> **RECORDS FOR THE EXERCISE**
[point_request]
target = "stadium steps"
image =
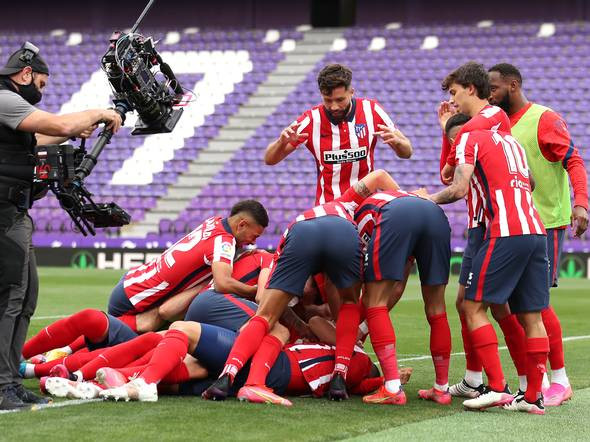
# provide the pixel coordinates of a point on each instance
(291, 71)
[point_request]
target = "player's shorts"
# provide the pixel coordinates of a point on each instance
(223, 310)
(119, 332)
(410, 227)
(212, 351)
(119, 304)
(511, 269)
(554, 244)
(328, 244)
(474, 239)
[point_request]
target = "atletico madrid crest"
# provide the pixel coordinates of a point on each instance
(360, 130)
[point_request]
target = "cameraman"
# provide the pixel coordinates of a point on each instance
(22, 127)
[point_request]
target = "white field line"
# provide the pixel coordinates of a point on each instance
(420, 358)
(54, 405)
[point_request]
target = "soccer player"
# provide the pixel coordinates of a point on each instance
(322, 239)
(552, 157)
(206, 251)
(341, 134)
(511, 264)
(469, 88)
(401, 225)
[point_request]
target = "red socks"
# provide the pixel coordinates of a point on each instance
(169, 353)
(440, 347)
(485, 343)
(122, 354)
(93, 324)
(472, 361)
(247, 342)
(536, 357)
(346, 335)
(383, 340)
(553, 327)
(263, 360)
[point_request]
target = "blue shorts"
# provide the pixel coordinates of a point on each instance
(212, 351)
(119, 332)
(511, 269)
(223, 310)
(119, 303)
(474, 239)
(410, 227)
(329, 244)
(554, 245)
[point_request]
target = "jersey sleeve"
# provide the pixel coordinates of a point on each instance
(223, 250)
(381, 117)
(556, 145)
(465, 151)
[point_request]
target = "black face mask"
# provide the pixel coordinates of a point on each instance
(30, 93)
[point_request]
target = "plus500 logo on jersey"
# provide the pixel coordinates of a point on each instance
(345, 156)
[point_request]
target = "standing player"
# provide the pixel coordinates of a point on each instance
(401, 225)
(469, 89)
(322, 239)
(552, 156)
(341, 133)
(511, 264)
(207, 250)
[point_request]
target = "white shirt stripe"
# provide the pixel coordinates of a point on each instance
(529, 199)
(521, 216)
(317, 123)
(137, 298)
(504, 230)
(336, 167)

> **PROBLEM DETAILS**
Identify each line of the records above that contains the word "white" and copy those lines.

> **WRITTEN RESPONSE**
target = "white field line"
target = "white shirt stripe"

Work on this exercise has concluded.